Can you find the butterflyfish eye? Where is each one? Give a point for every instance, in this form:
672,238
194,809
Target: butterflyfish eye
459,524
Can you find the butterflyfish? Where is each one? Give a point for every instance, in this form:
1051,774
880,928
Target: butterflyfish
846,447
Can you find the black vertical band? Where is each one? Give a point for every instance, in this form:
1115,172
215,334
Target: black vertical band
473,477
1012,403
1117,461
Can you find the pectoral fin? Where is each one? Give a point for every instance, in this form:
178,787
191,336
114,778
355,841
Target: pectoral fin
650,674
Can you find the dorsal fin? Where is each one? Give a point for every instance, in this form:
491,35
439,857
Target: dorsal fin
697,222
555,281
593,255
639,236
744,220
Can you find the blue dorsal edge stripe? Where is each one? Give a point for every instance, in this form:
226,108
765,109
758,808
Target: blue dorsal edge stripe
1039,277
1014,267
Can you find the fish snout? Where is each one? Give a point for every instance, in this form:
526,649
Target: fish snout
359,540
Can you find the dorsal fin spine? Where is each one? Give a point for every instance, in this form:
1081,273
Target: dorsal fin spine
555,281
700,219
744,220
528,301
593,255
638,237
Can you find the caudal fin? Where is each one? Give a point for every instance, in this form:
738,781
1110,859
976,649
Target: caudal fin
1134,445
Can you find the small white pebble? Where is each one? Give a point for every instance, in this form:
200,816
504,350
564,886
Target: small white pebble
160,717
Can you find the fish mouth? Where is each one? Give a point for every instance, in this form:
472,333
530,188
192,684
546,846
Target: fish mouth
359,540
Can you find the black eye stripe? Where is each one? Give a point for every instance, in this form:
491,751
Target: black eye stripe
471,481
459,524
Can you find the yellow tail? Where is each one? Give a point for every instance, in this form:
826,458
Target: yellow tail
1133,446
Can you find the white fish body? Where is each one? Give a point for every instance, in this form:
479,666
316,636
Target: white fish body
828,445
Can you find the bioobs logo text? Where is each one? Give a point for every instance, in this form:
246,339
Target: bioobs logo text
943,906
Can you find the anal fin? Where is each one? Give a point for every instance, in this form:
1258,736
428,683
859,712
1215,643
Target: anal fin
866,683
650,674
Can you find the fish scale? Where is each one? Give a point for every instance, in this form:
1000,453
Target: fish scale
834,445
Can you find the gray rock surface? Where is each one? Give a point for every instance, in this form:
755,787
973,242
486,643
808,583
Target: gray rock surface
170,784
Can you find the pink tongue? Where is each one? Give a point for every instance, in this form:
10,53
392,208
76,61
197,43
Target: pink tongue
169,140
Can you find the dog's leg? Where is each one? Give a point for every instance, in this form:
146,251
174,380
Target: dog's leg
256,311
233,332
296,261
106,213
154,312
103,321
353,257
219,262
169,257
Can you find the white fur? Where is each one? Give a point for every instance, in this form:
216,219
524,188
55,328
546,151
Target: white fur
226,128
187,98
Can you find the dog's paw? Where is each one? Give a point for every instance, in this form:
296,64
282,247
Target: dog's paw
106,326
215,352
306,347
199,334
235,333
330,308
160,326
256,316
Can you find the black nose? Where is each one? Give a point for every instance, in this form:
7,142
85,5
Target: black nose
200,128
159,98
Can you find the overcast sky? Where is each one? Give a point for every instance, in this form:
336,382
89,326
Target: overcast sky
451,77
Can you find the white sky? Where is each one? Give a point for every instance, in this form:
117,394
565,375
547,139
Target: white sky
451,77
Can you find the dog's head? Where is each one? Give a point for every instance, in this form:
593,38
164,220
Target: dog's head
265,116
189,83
+ + +
== What the exercise asks ==
Copy out, with no changes, the lines from the one containing "Can you find the pink" through the last line, including both.

== Written response ==
Can you find the pink tongue? Where is each one? Give a point for every instance, in this form:
10,53
392,208
76,61
197,43
Target: pink tongue
169,140
Can you find the dog's leg? Where is each one? Give a point for every instance, in this form:
146,251
174,380
Target: dog's leg
256,311
233,332
296,261
106,213
154,312
103,321
353,257
219,262
169,257
Can you find the white fur? Where is each one? Give a point for every instance, in this form:
216,219
524,188
55,328
546,151
Target: white fur
226,128
187,98
Can you find the dog's paw? Where is each one? Give a point for every instance, in this form:
296,64
282,247
Target: dog's paw
106,326
215,352
306,347
199,334
235,333
330,308
160,326
256,316
Can you find the black nose? Where is each one? Give a point for every instance, in this form:
7,142
85,5
Target: black nose
200,128
159,98
Can you find the overcast sky? Where is each one? Give a point for every instance, in this form:
336,382
89,326
Target: overcast sky
451,77
Can you find the white sky? Where is each one? Give a point for every instance, in this form:
117,394
565,375
547,139
Target: white sky
451,77
Can you find the dog's head? Where is each one? Give a point for every instance, in this form:
593,38
164,220
Target: dog's head
265,116
189,83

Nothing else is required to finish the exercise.